Your goal>
What is wanted is an exact copy of all the entries.

##### Entries provided #####

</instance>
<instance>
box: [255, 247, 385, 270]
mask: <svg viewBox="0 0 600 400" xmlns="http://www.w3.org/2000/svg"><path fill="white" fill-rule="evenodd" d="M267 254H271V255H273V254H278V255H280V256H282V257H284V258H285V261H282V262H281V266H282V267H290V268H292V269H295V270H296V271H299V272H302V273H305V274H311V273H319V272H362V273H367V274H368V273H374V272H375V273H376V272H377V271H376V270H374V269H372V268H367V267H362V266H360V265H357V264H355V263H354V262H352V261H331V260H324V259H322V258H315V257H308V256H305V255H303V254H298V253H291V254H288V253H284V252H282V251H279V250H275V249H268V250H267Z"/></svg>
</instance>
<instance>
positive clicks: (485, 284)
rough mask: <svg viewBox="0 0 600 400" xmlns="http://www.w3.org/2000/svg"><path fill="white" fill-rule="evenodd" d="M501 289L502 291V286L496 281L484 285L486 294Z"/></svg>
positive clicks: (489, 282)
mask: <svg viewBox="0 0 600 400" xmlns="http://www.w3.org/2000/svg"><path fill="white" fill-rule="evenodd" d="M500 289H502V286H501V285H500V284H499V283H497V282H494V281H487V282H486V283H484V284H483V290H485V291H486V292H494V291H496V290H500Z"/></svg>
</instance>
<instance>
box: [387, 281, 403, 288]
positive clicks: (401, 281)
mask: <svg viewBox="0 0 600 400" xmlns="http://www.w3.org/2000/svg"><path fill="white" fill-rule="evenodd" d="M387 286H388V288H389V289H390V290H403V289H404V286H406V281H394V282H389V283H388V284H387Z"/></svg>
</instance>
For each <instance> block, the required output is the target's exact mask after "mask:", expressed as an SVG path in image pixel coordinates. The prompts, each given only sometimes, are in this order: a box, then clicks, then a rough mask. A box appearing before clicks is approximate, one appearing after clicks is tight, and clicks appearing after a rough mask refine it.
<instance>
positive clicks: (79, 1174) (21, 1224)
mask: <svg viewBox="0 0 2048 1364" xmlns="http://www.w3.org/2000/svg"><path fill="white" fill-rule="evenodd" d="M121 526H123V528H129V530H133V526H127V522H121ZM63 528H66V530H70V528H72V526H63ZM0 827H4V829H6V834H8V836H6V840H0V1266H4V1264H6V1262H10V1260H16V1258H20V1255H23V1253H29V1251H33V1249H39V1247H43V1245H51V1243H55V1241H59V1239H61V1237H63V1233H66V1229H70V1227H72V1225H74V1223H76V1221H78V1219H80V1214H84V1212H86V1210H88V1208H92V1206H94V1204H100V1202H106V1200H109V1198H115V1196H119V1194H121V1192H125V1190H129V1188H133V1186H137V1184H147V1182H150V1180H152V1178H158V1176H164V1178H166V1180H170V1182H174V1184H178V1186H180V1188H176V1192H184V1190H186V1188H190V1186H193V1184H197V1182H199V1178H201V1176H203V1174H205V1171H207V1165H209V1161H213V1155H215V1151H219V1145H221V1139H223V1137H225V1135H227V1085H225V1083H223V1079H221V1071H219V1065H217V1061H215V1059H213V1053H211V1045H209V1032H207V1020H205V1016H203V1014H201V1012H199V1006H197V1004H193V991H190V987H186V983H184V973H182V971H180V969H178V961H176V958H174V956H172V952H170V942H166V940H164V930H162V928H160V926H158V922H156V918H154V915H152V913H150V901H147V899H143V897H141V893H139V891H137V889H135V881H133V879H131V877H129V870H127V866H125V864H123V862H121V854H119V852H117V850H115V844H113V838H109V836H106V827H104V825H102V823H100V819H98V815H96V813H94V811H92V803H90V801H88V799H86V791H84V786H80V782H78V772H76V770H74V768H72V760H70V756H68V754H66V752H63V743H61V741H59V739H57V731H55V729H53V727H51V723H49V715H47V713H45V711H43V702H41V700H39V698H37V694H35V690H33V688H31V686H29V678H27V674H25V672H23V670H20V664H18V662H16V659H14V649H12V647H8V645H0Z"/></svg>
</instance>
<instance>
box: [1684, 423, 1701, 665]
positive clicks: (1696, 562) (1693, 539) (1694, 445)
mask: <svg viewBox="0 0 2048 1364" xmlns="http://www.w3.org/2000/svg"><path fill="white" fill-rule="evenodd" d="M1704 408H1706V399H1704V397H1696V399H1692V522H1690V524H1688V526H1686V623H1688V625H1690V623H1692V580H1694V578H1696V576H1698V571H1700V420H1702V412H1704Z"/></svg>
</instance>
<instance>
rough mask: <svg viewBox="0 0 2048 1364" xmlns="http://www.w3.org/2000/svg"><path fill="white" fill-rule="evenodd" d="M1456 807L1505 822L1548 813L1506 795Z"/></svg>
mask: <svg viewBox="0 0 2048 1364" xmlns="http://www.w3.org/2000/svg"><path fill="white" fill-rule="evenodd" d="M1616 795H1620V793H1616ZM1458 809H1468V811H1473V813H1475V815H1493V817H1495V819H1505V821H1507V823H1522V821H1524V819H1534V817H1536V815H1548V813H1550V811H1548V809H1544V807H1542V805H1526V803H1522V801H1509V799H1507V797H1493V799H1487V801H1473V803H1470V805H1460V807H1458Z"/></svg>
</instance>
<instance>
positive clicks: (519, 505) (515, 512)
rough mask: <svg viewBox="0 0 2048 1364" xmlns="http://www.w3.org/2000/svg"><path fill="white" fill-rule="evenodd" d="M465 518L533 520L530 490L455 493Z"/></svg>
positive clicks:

#####

Written reply>
</instance>
<instance>
box: [255, 247, 385, 270]
mask: <svg viewBox="0 0 600 400" xmlns="http://www.w3.org/2000/svg"><path fill="white" fill-rule="evenodd" d="M267 254H271V255H273V254H278V255H280V256H282V257H284V258H285V261H282V262H281V266H282V267H290V268H292V269H295V270H296V271H299V272H302V273H305V274H311V273H319V272H362V273H367V274H368V273H374V272H375V273H376V272H377V271H376V270H374V269H372V268H367V267H362V266H360V265H357V264H355V263H354V262H352V261H331V260H324V259H322V258H315V257H308V256H305V255H303V254H298V253H291V254H288V253H284V252H282V251H279V250H275V249H268V250H267Z"/></svg>
</instance>
<instance>
positive clicks: (485, 284)
rough mask: <svg viewBox="0 0 600 400" xmlns="http://www.w3.org/2000/svg"><path fill="white" fill-rule="evenodd" d="M501 289L502 291V286L496 281L484 285L486 294Z"/></svg>
positive clicks: (489, 282)
mask: <svg viewBox="0 0 600 400" xmlns="http://www.w3.org/2000/svg"><path fill="white" fill-rule="evenodd" d="M500 289H502V286H501V285H500V284H499V283H497V282H494V281H487V282H486V283H484V284H483V290H485V291H486V292H494V291H496V290H500Z"/></svg>
</instance>
<instance>
box: [387, 281, 403, 288]
positive clicks: (401, 281)
mask: <svg viewBox="0 0 600 400" xmlns="http://www.w3.org/2000/svg"><path fill="white" fill-rule="evenodd" d="M387 286H388V288H389V289H390V290H403V289H404V286H406V281H394V282H389V283H388V284H387Z"/></svg>
</instance>
For each <instance> block, the required output is the target's exact mask after "mask:", expressed as an SVG path in image pixel coordinates. The prompts, each given only sometimes, are in this order: a box, then clicks, then a rough mask. A box appearing before clicks is approximate, one appearing after clicks is tight, and clicks appearing after a rough mask refine it.
<instance>
positive clicks: (79, 1174) (21, 1224)
mask: <svg viewBox="0 0 2048 1364" xmlns="http://www.w3.org/2000/svg"><path fill="white" fill-rule="evenodd" d="M121 526H123V528H129V530H133V526H127V522H121ZM63 528H66V530H70V528H72V526H63ZM0 827H4V829H6V834H8V836H6V840H0V1266H4V1264H6V1262H10V1260H16V1258H20V1255H23V1253H29V1251H33V1249H39V1247H43V1245H51V1243H55V1241H59V1239H61V1237H63V1233H66V1229H70V1227H72V1225H74V1223H76V1221H78V1219H80V1214H84V1212H86V1210H88V1208H92V1206H94V1204H100V1202H106V1200H109V1198H115V1196H119V1194H121V1192H125V1190H129V1188H133V1186H137V1184H147V1182H150V1180H152V1178H158V1176H164V1178H166V1180H170V1182H174V1184H178V1186H180V1188H176V1192H184V1190H186V1188H190V1186H193V1184H197V1182H199V1178H201V1176H203V1174H205V1171H207V1165H209V1161H213V1155H215V1151H219V1145H221V1139H223V1137H225V1135H227V1085H225V1083H223V1079H221V1071H219V1065H217V1061H215V1059H213V1053H211V1045H209V1032H207V1020H205V1016H203V1014H201V1012H199V1006H197V1004H193V991H190V987H186V983H184V973H182V971H180V969H178V961H176V958H174V956H172V952H170V942H166V940H164V930H162V928H160V926H158V922H156V918H154V915H152V913H150V901H147V899H143V897H141V893H139V891H137V889H135V881H133V879H131V877H129V870H127V866H125V864H123V862H121V854H119V852H117V850H115V844H113V838H109V836H106V827H104V825H102V823H100V819H98V815H96V813H94V811H92V803H90V801H88V799H86V791H84V786H80V782H78V772H76V770H74V768H72V760H70V756H68V754H66V752H63V743H61V741H59V739H57V731H55V729H53V727H51V723H49V715H47V713H45V711H43V702H41V700H39V698H37V694H35V690H33V688H31V686H29V678H27V674H25V672H23V670H20V664H18V662H16V659H14V649H12V647H8V645H0Z"/></svg>
</instance>
<instance>
box: [1684, 423, 1701, 665]
positive clicks: (1696, 562) (1693, 539) (1694, 445)
mask: <svg viewBox="0 0 2048 1364" xmlns="http://www.w3.org/2000/svg"><path fill="white" fill-rule="evenodd" d="M1704 408H1706V399H1704V397H1696V399H1692V522H1690V524H1688V526H1686V623H1688V625H1690V623H1692V580H1694V578H1696V576H1698V571H1700V420H1702V412H1704Z"/></svg>
</instance>
<instance>
rough mask: <svg viewBox="0 0 2048 1364" xmlns="http://www.w3.org/2000/svg"><path fill="white" fill-rule="evenodd" d="M1456 807L1505 822L1548 813L1506 795Z"/></svg>
mask: <svg viewBox="0 0 2048 1364" xmlns="http://www.w3.org/2000/svg"><path fill="white" fill-rule="evenodd" d="M1616 795H1620V793H1616ZM1458 809H1468V811H1473V813H1475V815H1493V817H1495V819H1505V821H1507V823H1522V821H1524V819H1534V817H1536V815H1548V813H1550V811H1548V809H1544V807H1542V805H1526V803H1522V801H1509V799H1507V797H1493V799H1487V801H1473V803H1470V805H1460V807H1458Z"/></svg>
</instance>
<instance>
positive clicks: (519, 505) (515, 512)
rough mask: <svg viewBox="0 0 2048 1364" xmlns="http://www.w3.org/2000/svg"><path fill="white" fill-rule="evenodd" d="M465 518L533 520L530 490L455 493Z"/></svg>
positive clicks:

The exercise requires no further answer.